Of the lines in the data below, count the ones holding the string "shirt", and answer with that number only.
════════════════
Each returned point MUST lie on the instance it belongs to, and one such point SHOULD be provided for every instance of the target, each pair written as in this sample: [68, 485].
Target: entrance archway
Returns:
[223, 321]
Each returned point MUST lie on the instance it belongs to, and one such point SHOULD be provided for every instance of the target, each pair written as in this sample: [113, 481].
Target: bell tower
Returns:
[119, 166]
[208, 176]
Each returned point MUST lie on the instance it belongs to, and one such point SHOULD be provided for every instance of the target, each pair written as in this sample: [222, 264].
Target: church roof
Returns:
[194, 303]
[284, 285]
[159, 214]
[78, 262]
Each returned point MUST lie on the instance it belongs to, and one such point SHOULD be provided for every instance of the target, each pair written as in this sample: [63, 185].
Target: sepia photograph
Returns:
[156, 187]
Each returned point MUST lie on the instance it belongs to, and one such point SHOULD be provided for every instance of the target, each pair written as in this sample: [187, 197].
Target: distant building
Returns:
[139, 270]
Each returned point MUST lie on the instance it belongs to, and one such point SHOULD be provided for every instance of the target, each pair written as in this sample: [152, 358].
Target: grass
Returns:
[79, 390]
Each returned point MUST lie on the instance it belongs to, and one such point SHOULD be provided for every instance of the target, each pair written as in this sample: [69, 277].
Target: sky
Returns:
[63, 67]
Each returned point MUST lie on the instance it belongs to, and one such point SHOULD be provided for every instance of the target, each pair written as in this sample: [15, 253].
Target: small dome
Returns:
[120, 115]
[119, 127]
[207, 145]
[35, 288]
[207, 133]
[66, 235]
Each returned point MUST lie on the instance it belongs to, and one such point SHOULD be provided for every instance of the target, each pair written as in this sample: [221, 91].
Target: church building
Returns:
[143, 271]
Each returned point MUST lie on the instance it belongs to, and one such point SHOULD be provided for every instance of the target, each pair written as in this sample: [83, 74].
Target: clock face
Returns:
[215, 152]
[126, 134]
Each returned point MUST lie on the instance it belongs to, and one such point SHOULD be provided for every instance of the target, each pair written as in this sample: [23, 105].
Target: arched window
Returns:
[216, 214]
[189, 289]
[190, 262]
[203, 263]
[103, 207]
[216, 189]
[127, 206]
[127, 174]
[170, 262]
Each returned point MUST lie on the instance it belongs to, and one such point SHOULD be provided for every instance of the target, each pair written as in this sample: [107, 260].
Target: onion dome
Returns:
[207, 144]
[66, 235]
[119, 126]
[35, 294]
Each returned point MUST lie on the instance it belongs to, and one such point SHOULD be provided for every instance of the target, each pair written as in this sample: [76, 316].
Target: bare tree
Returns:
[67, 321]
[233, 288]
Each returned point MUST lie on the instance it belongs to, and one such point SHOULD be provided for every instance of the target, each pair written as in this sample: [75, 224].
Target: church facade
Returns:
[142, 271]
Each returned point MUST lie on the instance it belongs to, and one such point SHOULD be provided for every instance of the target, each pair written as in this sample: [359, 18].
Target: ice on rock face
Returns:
════════════════
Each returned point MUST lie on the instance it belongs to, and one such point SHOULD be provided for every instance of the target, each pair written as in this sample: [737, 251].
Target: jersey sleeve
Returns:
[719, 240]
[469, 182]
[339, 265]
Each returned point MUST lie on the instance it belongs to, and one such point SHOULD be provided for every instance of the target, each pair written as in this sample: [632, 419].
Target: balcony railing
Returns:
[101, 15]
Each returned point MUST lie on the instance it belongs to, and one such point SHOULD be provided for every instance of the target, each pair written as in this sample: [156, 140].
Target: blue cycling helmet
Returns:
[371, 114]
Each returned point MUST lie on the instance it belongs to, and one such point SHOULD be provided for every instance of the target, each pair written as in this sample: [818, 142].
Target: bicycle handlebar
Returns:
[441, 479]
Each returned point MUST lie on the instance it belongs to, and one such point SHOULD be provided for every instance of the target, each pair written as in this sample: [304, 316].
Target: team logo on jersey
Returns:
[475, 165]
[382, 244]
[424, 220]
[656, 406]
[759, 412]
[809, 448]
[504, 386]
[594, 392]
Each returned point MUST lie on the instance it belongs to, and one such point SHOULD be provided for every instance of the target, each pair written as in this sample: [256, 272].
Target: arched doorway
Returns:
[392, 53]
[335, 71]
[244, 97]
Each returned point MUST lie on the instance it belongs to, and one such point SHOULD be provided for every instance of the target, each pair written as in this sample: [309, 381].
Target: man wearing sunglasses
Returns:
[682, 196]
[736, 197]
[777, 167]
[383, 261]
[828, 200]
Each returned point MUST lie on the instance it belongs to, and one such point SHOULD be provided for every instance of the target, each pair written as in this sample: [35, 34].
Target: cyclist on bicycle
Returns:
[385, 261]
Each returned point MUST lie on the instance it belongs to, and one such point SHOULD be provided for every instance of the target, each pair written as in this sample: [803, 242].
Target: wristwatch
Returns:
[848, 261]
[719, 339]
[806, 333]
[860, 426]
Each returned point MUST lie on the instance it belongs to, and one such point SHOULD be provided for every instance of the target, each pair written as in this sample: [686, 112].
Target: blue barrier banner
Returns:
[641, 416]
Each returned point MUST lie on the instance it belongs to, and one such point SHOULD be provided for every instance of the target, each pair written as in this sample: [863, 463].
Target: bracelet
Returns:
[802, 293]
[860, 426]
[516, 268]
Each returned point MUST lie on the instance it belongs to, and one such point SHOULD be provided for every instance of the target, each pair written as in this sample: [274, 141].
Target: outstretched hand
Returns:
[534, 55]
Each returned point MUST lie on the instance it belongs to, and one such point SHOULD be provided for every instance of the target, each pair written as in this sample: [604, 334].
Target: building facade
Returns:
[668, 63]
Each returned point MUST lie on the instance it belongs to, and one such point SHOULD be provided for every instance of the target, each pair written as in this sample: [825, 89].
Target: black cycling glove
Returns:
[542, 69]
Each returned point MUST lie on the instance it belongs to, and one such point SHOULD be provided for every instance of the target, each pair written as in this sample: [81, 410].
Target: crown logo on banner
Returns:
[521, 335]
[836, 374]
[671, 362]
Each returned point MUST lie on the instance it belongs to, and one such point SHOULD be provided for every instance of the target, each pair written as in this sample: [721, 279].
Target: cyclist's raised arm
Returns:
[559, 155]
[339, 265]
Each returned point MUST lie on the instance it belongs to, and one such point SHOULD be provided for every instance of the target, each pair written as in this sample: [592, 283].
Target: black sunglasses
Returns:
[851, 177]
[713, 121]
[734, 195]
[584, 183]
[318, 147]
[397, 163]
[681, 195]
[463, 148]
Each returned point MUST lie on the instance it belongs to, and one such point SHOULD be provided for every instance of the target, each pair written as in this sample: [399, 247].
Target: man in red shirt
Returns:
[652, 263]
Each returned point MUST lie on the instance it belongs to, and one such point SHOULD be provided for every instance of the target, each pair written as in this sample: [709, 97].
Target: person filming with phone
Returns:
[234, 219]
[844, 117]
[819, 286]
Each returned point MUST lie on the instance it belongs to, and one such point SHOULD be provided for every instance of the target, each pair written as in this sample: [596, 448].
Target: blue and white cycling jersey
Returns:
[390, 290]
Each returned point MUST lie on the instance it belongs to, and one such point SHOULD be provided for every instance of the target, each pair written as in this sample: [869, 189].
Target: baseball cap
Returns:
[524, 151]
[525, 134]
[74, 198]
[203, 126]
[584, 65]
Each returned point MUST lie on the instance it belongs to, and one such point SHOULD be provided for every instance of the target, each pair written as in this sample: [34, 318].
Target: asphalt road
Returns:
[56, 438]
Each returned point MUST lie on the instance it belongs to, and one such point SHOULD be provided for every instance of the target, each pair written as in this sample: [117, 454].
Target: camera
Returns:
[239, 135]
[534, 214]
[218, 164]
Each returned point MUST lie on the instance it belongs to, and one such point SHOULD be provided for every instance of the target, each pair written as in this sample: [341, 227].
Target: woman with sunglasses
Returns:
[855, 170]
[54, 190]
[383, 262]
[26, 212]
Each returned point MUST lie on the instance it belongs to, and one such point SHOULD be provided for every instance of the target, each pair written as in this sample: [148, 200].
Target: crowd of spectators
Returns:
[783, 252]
════════════════
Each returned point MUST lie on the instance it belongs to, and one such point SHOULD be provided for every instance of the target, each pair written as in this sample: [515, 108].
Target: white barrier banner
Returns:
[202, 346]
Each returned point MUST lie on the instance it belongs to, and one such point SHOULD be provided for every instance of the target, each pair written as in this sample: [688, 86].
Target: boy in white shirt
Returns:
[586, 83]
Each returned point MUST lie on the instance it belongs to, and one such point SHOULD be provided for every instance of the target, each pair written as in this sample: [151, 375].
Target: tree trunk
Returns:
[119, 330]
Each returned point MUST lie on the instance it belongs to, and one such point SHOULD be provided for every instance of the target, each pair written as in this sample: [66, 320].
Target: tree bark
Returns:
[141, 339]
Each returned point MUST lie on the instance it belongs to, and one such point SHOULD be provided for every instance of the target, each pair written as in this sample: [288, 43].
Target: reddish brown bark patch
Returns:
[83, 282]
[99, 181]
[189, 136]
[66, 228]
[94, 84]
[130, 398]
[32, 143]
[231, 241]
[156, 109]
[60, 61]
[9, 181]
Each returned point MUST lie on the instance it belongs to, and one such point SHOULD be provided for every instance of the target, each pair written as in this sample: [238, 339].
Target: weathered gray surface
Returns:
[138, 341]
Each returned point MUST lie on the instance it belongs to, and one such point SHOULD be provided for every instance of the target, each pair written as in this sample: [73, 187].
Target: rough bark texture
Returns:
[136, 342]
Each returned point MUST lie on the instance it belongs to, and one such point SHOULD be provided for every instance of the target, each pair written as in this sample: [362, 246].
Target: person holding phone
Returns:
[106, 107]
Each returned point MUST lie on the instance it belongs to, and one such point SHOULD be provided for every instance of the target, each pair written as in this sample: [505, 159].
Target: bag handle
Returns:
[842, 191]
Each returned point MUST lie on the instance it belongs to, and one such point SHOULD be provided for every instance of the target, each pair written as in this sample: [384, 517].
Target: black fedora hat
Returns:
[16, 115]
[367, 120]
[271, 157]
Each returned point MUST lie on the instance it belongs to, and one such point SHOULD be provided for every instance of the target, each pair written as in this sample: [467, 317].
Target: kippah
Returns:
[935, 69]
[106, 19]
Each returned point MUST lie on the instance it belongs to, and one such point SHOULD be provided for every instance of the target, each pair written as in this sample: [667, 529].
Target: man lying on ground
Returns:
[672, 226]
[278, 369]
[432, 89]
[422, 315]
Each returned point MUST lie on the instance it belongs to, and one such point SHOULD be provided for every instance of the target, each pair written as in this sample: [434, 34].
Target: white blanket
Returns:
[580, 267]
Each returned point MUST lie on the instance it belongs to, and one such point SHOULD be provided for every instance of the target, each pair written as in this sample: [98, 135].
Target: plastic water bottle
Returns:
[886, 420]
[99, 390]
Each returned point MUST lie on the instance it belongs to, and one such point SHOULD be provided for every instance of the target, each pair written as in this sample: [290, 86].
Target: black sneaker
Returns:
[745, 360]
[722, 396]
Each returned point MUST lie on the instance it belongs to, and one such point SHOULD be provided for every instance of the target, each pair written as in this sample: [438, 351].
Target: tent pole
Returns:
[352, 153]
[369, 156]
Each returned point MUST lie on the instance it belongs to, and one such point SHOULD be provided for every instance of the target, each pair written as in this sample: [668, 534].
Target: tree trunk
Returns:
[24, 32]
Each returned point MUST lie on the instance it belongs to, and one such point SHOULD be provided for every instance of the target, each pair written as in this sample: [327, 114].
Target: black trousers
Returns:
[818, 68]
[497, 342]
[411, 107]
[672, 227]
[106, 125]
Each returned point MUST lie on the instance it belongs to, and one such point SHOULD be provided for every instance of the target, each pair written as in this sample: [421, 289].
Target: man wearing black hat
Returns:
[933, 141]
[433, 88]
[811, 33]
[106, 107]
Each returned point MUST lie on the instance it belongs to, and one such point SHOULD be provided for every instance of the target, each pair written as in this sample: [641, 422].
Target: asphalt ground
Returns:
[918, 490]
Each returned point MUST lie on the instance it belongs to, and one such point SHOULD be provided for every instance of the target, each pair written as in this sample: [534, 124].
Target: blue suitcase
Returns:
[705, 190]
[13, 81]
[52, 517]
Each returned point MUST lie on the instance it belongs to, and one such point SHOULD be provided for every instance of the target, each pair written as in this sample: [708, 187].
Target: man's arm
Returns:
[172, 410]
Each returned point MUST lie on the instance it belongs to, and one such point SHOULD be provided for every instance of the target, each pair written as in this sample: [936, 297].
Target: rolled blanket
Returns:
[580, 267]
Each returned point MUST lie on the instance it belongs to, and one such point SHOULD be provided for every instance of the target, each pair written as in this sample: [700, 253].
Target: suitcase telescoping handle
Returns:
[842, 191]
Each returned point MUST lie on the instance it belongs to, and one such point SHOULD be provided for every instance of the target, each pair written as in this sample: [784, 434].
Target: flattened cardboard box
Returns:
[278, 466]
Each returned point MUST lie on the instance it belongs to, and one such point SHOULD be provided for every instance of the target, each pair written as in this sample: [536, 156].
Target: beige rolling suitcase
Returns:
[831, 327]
════════════════
- **EXERCISE OUTPUT**
2